# TEXT PASSAGE

Dr Margi Lennartsson

The Henry Doubleday Research Association (HDRA) is an organisation that deals with organic horticulture in its widest sense – from domestic gar­dening to allotments, landscaping, and commercial organic production. One of our key concerns is the composting of organic waste for use in urban horti­culture. Over the past decade we’ve seen the dawn of a new era for waste management. Gone are the days when we would think it acceptable to collect our waste and then just dump it in a big landfill site, or even pump it into the sea. Instead, we’ve seen recycling plants, including composting facilities, established all over the country.

The first big step towards a greater emphasis on composting came in 1990 with the publication of the government White Paper ‘This Common Inherit­ance,’ which set very clear targets for recycling. Over the years these targets have been updated and expanded. A second milestone came in 1999, with the introduction of the EU Landfill Directive, which sets clear limits on how much material can be sent to landfill, with targets based on landfill vol­umes in 1995. Thus, by 2010 the UK must landfill no more than 75 per cent of the volume of waste disposed of through that route in 1995, 50 per cent by 2030, and 35 per cent by 2020. This represents a dramatic shift in our reliance upon landfill. The EU Landfill Directive also refers specifically to biodegradable waste, with the implication for the UK that by 2010 we will have to divert three and a half million tons of biodegradable waste per annum from landfill. At the moment we divert about one million tons, so although we already have seventy big composting sites across the country, this is really is just the beginning: we still have a long way to go before we can be confident of achieving the targets.

There are various ways of disposing of biodegrad­able waste which avoid one of the drawbacks of landfill – the consequent free emissions of methane, a very potent greenhouse gas. One option is anaerobic digestion, which can generate some usable energy, but this method still leaves a residue which has to be disposed of somehow. Incineration is another well-supported option, but an imperfect one, since wet biodegradable waste is not particu­larly fitted to incineration, as it reduces the calorific value of the waste. Thus, the third option, compost­ing, looks to many (including HDRA) as the most cost-effective way of moving forward.

Actually, there are a number of different compost­ing options from which to choose. There are on-site options, including home composting, (i. e. compost­ing material in our own domestic gardens), com­munity composting, and on-farm composting. And then there are centralised composting units, either open-air systems, which are the most common at present, or the in-vessel systems that are begin­ning to emerge. Let’s examine these options in detail.

Many people, and especially urban horticulturalists, are very familiar with domestic on-site composting in the garden, in which biodegradable waste is col­lected from the garden and placed on a compost heap along with selected kitchen vegetable waste. Most local authorities are involved in active initia­tives to promote this sort of composting, because it’s obviously one of the best ways of diverting biodegradable waste. No transport at all is involved, since the waste stays at home, and households cre­ate their own compost, which can then replace some of the inputs that would otherwise be used in the garden. Local authorities are also getting a lot of help in encouraging more domestic composting, for example through the efforts of HDRA and other organisations in promoting composting education programmes: how to set them up, how to get people involved, and how to present the message. There is also the Master Composting Manual, a guide for local authorities on successful implementation of home composting schemes. There are good functioning examples of campaigns to emulate, such as Rugby Borough Council’s ‘Rugby Rotter’ and the Coventry Composter Newsletter. And there are large amounts of practical information available to the public on home composting, such as that produced at HDRA.

# SUPPLIED MATERIAL
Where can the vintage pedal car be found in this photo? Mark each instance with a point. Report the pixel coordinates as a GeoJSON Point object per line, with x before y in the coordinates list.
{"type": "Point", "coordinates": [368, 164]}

# COMPLETE THE FOLLOWING
1: Name every composting option that the passage on organic waste composting lists, including both the on-site and the centralized kinds.
2: Proceed with the passage on organic waste composting, picking up after its final sentence.

# ANSWERS
1:
- Home composting (in domestic gardens)
- Community composting
- On-farm composting
- Centralized open-air systems
- Centralized in-vessel systems

2:
An alternative centralised option is open-air windrow composting. Not everyone can compost their own domestic waste at home. There are always going to be some wastes that have to be collected at the curbside and brought to central sites for composting. At present these facilities are usually located outside the city boundaries, or even in the rural areas. The material is fed through a large shredder in which it is macerated to make it uniform and more accessible for micro-organisms. These facilities do not have to be large-scale, although many are. Smaller-scale equipment is available for use in parks and by gar­den landscapers, with the shredder simply mounted on the back of a tractor.

After shredding, the material is placed in what are called windrows – long heaps, usually around 2 metres high and 3 metres wide. The material stays in the windrows for about twelve to sixteen weeks, and it is during this time that the composting takes place. The material has to be turned regularly, because composting is an aerobic process and requires air. When the material is macerated, the micro-organisms within it start to break it down, generating heat – composting is basically decom­position under elevated temperatures. If the mate­rial were just left undisturbed the temperature could easily climb to 70 or even 80 degrees centigrade very quickly. But the most effective temperature for the composting process is around 45 degrees, so to maintain that temperature the material is turned regularly, around once a week, sometimes by dedi­cated equipment that straddles the compost heap, turning it as it moves down the row.

After the composting process has been completed, the material is normally moved into an even bigger pile, where it remains for another month or two, or perhaps even longer, as it goes through its matura­tion phase. After that, it is passed through a large sieve or screen, which sorts it into different size fractions, with the big material taken out, and the woody stuff going back for further composting. And thus, almost by magic, at the end of this process you have wonderful, humus-rich compost.

Within urban settings, the in-vessel system may be more appropriate. Here, the composting process takes place indoors, mainly to control the emissions. With a well-run outdoor system you can control odours quite well, but there are times when any col­lection of waste will give off odours, and that’s obvi­ously unacceptable within an urban area. Hence in Holland, for example, with its very high population density, in-vessel systems have been developed and deployed much more extensively.

When you compost indoors, instead of turning the material, you normally force or suck air through it, to keep it aerated. Any air leaving the unit is filtered and cleaned before it leaves, so in environmental terms it is a very clean system. But it is also a very complex system, which makes the handling of the waste much more expensive.

No matter how it is made, it is the finished compost that provides the connection with urban agriculture, and indeed agriculture as a whole, for compost is really one of the most useful resources upon which agriculture can draw – especially organic production. Compost can be put to many uses, and distributed through a variety of market channels.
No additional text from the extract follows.